◆ Text excerpt
******************************
## LiteLLM HuggingFace
Docs for huggingface: https://docs.litellm.ai/docs/providers/huggingface

In [None]:
!pip install litellm

## HuggingFace TGI Model - Deployed Inference Endpoints
Steps to use
* set `api_base` to your deployed api base
* Add the `huggingface/` prefix to your model so litellm knows it's a huggingface Deployed Inference Endpoint

In [9]:
import os
import litellm

os.environ["HUGGINGFACE_API_KEY"] = ""

# TGI model: Call https://huggingface.co/glaiveai/glaive-coder-7b
# add the 'huggingface/' prefix to the model to set huggingface as the provider
# set api base to your deployed api endpoint from hugging face
response = litellm.completion(
    model="huggingface/glaiveai/glaive-coder-7b",
    messages=[{ "content": "Hello, how are you?","role": "user"}],
    api_base="https://wjiegasee9bmqke2.us-east-1.aws.endpoints.huggingface.cloud"
)
print(response)
******************************
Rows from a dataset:
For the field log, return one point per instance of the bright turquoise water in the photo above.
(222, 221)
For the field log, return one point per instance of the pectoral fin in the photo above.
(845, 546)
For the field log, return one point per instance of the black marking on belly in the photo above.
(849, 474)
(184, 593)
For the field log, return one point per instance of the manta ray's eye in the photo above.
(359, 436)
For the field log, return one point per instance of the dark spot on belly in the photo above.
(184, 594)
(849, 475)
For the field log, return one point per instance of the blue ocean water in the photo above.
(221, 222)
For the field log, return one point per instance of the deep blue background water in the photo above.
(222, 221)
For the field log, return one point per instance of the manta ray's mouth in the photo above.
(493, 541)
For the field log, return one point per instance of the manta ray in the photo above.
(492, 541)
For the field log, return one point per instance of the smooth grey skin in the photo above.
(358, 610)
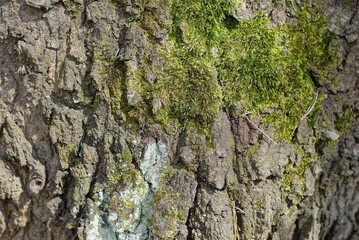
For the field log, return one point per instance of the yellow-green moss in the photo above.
(213, 61)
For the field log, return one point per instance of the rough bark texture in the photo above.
(71, 169)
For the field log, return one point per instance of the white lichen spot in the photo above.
(154, 163)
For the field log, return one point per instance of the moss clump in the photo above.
(215, 61)
(212, 61)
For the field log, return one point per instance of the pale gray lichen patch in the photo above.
(154, 163)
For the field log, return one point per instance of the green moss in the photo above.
(68, 154)
(212, 61)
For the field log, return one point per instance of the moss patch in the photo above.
(212, 61)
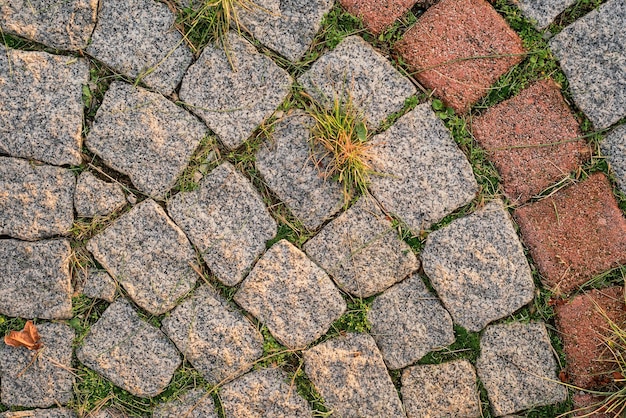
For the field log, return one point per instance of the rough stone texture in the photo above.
(517, 367)
(543, 12)
(477, 266)
(350, 374)
(425, 174)
(575, 234)
(35, 280)
(44, 382)
(138, 39)
(129, 352)
(614, 148)
(100, 285)
(408, 322)
(36, 201)
(286, 166)
(583, 327)
(196, 403)
(445, 390)
(362, 251)
(378, 15)
(58, 24)
(264, 393)
(226, 220)
(216, 339)
(355, 69)
(41, 111)
(145, 136)
(291, 295)
(515, 132)
(95, 197)
(233, 103)
(448, 33)
(148, 255)
(287, 26)
(592, 55)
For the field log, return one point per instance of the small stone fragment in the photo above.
******************************
◆ Exercise instructions
1. Using the LiteLLM HuggingFace page, answer each question briefly:
(a) What command installs the library?
(b) What prefix is added to the model name so that HuggingFace is set as the provider?
(c) Which environment variable does the code set?
2. Reproduce the LiteLLM HuggingFace page from "# TGI model: Call" up to and including "print(response)".
3. Decide whether each statement agrees with the LiteLLM HuggingFace page. Answer yes or no for each, and quote the words from the page that decide it.
(a) The first step is to set `api_key` to the deployed api base.
(b) The code calls the glaive-coder-7b model.
(c) The message sent to the model is "Hello, how are you?"

◆ Solutions for each task
1.
(a) !pip install litellm
(b) huggingface/
(c) HUGGINGFACE_API_KEY

2.
# TGI model: Call https://huggingface.co/glaiveai/glaive-coder-7b
# add the 'huggingface/' prefix to the model to set huggingface as the provider
# set api base to your deployed api endpoint from hugging face
response = litellm.completion(
    model="huggingface/glaiveai/glaive-coder-7b",
    messages=[{ "content": "Hello, how are you?","role": "user"}],
    api_base="https://wjiegasee9bmqke2.us-east-1.aws.endpoints.huggingface.cloud"
)
print(response)

3.
(a) No: "set `api_base` to your deployed api base"
(b) Yes: "model="huggingface/glaiveai/glaive-coder-7b""
(c) Yes: "messages=[{ "content": "Hello, how are you?","role": "user"}]"